— start Records supplied —

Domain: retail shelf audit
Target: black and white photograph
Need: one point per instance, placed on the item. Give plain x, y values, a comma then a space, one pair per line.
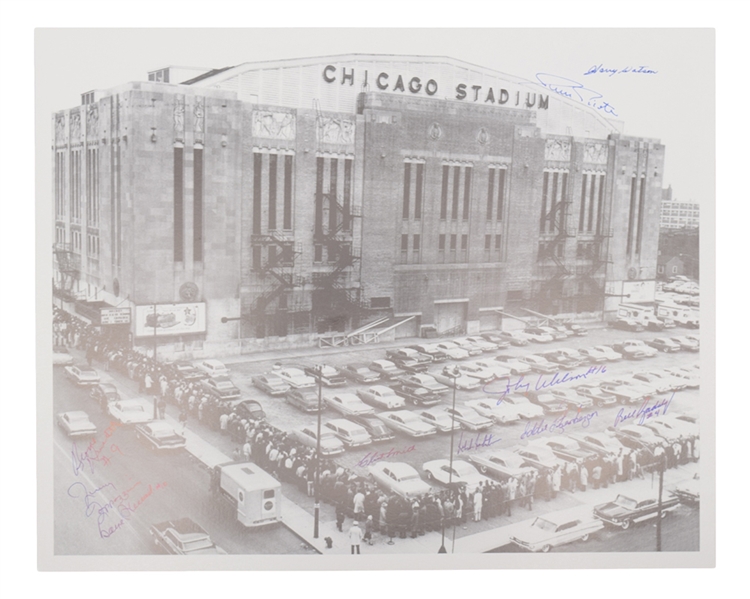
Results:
384, 293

— end Records supplied —

> [Problem to work on]: Repeat every row above word for word, leaving out the pictures.

> [Result of the exercise]:
Domain: retail shelf audit
Target: black and white photograph
Need: one point per instance, placed on the item. Give plain x, y values, a comma then a space, one pair per line.
Results:
384, 293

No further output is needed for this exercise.